DIRECTIONS: Say how many lines in this listing include the word "below", with no other words in the reply.

TASK DATA:
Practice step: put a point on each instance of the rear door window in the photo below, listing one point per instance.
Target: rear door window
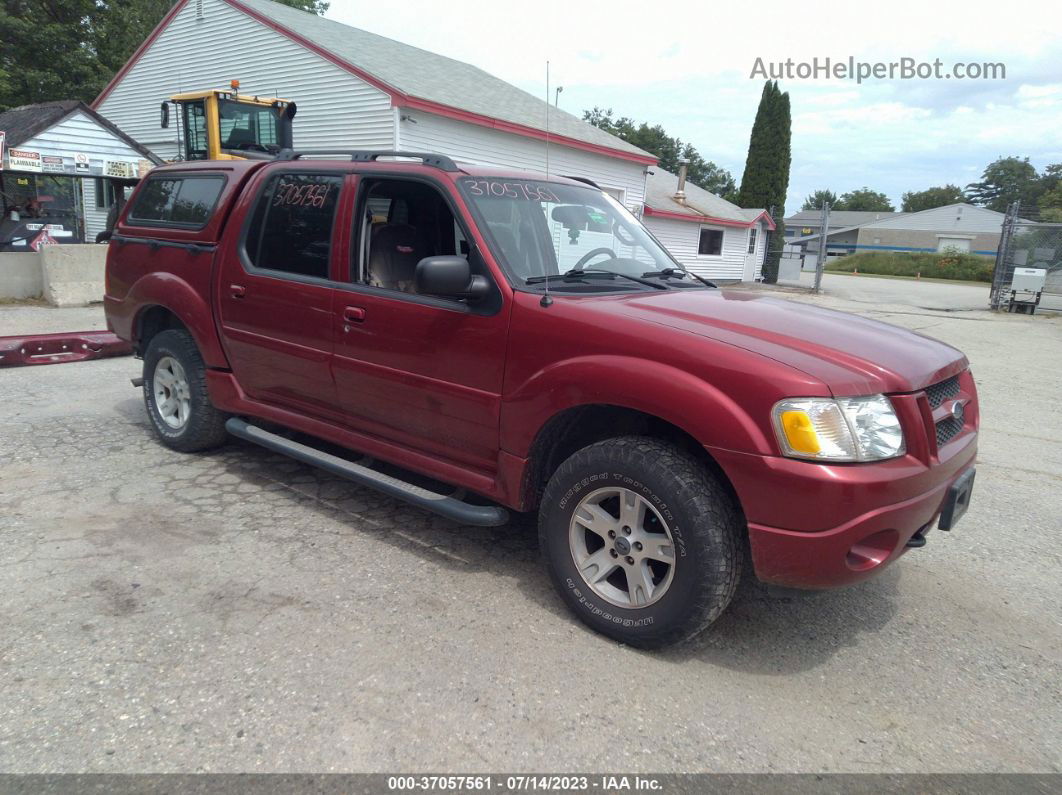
(182, 201)
(291, 228)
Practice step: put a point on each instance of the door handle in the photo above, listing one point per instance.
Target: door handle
(354, 314)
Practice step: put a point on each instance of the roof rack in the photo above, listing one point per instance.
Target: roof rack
(439, 161)
(582, 179)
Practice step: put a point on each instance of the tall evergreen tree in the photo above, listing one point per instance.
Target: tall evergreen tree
(70, 49)
(766, 177)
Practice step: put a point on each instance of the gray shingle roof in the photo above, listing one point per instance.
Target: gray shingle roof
(839, 218)
(426, 75)
(660, 195)
(28, 121)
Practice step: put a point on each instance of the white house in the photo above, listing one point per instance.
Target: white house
(706, 234)
(961, 227)
(359, 90)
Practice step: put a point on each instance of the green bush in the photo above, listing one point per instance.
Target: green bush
(947, 265)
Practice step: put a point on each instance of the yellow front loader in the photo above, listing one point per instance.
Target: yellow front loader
(221, 124)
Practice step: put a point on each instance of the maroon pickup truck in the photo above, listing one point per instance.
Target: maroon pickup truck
(490, 340)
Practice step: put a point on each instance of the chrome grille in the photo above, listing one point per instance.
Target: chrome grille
(947, 429)
(942, 391)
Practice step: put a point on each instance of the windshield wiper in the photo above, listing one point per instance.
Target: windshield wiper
(575, 274)
(678, 274)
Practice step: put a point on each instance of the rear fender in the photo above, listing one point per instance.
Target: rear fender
(658, 390)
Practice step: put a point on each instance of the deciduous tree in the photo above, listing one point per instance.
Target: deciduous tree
(70, 49)
(1006, 180)
(816, 201)
(655, 140)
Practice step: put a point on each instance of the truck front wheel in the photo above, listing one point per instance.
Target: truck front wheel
(640, 540)
(175, 394)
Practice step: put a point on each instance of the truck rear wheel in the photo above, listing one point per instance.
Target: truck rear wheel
(175, 394)
(640, 540)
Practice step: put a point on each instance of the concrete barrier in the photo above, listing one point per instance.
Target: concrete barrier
(20, 275)
(72, 275)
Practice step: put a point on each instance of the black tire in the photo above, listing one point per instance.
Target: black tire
(205, 426)
(703, 519)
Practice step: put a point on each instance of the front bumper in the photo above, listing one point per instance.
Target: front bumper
(836, 525)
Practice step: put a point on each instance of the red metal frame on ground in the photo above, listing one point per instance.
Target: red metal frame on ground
(65, 346)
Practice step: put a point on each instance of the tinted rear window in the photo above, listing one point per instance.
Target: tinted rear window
(176, 201)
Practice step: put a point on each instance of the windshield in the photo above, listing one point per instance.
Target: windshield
(246, 126)
(543, 228)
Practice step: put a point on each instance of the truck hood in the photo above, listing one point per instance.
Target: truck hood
(849, 353)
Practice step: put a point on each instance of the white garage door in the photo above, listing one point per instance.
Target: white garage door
(960, 244)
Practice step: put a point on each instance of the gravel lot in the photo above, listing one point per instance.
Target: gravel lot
(239, 611)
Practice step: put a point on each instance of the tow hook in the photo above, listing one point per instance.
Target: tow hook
(917, 540)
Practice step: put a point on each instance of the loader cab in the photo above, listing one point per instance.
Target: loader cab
(227, 125)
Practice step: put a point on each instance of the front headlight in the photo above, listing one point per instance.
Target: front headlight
(845, 429)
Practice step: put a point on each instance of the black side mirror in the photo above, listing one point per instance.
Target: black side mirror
(449, 276)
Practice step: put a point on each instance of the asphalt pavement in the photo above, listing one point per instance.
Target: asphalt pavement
(238, 611)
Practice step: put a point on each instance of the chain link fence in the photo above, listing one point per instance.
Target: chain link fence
(1029, 240)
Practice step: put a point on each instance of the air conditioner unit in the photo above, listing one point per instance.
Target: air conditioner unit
(1026, 288)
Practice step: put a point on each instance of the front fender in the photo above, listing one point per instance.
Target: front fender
(192, 309)
(663, 391)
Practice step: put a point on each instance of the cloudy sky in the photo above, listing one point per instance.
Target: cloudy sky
(686, 65)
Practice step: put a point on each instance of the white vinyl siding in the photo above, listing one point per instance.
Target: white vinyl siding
(681, 239)
(476, 144)
(336, 108)
(964, 219)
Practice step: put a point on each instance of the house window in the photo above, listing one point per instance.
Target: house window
(176, 200)
(291, 229)
(712, 243)
(104, 193)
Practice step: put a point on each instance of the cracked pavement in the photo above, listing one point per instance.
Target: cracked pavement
(240, 611)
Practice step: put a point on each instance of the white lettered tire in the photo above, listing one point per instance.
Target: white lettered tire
(641, 540)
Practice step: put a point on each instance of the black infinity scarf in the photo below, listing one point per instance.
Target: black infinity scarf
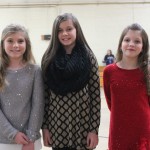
(69, 73)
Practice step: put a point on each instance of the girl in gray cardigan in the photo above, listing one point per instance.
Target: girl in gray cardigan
(21, 92)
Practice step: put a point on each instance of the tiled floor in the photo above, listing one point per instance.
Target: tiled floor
(104, 127)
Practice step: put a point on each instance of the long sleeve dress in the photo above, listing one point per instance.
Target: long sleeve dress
(22, 104)
(129, 106)
(71, 117)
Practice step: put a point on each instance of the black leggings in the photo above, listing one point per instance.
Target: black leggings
(65, 148)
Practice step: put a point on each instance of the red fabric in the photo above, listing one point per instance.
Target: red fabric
(129, 107)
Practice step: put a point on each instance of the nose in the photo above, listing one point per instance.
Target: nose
(64, 33)
(15, 44)
(131, 43)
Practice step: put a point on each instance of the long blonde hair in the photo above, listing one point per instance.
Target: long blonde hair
(4, 60)
(143, 56)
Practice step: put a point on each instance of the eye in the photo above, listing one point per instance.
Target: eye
(69, 29)
(21, 41)
(137, 41)
(9, 40)
(59, 30)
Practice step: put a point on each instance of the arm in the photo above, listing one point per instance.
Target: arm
(106, 81)
(94, 92)
(36, 114)
(95, 104)
(8, 130)
(46, 134)
(46, 108)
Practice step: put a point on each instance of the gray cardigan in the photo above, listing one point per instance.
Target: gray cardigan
(21, 104)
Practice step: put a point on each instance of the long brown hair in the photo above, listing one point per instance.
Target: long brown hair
(54, 44)
(4, 60)
(143, 56)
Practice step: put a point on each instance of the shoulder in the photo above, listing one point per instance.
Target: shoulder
(92, 57)
(110, 67)
(34, 67)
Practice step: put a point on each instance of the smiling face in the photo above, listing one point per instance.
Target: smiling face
(15, 45)
(132, 44)
(67, 35)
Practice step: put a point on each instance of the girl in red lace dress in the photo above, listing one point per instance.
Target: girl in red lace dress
(127, 91)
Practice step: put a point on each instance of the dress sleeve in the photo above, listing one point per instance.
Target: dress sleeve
(36, 115)
(46, 108)
(106, 81)
(8, 130)
(94, 93)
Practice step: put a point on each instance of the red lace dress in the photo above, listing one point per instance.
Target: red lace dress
(129, 106)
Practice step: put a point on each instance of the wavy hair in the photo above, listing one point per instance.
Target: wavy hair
(55, 44)
(143, 56)
(4, 59)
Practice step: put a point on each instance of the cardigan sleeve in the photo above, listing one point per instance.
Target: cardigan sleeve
(94, 93)
(106, 81)
(46, 108)
(36, 115)
(8, 130)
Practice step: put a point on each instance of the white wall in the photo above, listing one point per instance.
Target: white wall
(102, 23)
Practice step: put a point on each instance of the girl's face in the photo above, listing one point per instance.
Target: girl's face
(15, 45)
(67, 34)
(132, 44)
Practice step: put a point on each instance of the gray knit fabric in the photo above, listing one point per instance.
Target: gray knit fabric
(21, 104)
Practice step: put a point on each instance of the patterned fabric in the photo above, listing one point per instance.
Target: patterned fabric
(70, 118)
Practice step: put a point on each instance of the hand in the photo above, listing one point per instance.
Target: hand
(46, 138)
(92, 140)
(21, 138)
(29, 146)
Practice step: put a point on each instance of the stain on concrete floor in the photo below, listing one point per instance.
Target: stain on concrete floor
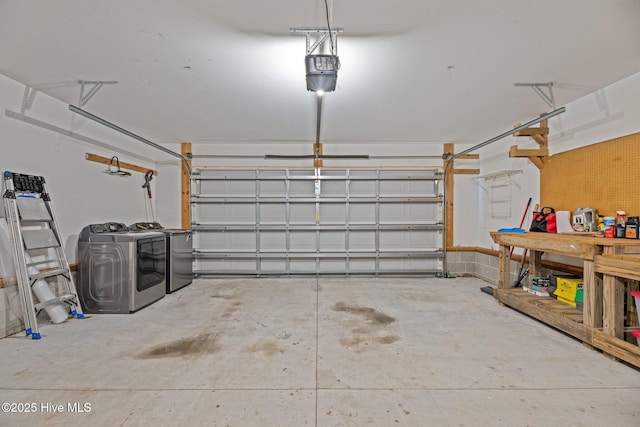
(370, 314)
(192, 346)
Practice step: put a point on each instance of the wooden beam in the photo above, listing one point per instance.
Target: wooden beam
(541, 140)
(514, 151)
(185, 149)
(469, 157)
(466, 171)
(114, 167)
(532, 131)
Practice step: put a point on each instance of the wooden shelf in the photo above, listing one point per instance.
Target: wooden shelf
(605, 263)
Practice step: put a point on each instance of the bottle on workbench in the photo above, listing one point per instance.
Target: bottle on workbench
(631, 228)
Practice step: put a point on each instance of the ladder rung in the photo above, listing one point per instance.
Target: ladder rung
(49, 273)
(43, 261)
(61, 299)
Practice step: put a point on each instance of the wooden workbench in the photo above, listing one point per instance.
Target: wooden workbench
(605, 262)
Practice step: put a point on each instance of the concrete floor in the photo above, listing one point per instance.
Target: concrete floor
(327, 352)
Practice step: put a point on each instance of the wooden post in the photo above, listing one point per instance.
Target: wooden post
(317, 162)
(186, 187)
(448, 149)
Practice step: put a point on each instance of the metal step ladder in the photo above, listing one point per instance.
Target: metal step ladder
(37, 252)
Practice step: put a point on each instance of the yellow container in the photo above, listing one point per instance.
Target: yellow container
(567, 289)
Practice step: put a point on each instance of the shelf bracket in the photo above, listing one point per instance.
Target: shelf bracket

RESPONSE TO THE TASK: 3